▶ **What is being asked**:
A complete response lists each line of the data below that includes the word "street".

Point-per-instance localization data:
[Start of Attachment]

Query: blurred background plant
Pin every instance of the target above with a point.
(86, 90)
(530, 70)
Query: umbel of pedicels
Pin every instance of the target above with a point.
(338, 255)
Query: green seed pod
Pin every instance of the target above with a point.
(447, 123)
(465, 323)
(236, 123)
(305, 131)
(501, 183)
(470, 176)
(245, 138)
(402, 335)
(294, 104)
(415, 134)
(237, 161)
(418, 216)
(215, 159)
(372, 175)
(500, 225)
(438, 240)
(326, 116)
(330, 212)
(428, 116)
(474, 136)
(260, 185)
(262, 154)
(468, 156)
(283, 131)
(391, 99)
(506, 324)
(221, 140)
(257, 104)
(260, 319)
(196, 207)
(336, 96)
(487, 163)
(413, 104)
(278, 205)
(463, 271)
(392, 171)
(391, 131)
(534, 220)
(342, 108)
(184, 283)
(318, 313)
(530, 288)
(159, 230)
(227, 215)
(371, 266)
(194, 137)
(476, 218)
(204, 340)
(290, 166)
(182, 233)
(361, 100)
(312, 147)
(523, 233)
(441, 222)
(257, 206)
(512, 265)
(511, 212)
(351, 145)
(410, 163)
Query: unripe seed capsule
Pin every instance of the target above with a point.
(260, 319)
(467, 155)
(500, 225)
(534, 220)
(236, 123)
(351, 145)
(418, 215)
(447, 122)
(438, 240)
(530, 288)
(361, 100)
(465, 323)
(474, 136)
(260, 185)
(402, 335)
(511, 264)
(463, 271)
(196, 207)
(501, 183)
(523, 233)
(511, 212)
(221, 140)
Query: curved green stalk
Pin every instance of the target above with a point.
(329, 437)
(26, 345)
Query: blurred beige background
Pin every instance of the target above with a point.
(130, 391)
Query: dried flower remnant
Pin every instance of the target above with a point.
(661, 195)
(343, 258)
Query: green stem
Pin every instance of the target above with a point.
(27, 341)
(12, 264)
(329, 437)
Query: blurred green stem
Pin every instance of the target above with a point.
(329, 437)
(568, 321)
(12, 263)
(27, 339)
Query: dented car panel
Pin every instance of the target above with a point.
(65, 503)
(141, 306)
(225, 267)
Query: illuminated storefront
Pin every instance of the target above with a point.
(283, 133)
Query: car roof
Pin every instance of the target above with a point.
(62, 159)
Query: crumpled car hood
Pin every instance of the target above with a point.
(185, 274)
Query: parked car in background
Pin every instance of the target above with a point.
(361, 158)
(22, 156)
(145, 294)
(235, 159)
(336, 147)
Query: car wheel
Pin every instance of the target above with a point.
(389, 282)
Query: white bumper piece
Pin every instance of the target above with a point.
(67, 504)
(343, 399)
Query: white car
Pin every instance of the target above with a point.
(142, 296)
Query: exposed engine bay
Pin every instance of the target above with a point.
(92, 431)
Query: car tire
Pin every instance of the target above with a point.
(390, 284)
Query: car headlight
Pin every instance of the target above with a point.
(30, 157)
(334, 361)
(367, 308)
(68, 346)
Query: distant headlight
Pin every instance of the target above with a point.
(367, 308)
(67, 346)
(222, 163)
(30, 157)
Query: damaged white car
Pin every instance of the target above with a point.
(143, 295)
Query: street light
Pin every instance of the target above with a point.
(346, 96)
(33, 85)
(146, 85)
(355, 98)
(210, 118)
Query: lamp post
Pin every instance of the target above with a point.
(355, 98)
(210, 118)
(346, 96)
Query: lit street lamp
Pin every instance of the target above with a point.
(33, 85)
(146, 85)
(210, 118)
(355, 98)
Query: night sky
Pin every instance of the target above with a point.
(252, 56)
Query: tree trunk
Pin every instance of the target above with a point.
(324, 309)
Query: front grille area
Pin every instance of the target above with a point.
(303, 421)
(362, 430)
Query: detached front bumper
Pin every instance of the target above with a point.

[End of Attachment]

▶ **Solution for this problem**:
Query: street light
Query: lit street lamp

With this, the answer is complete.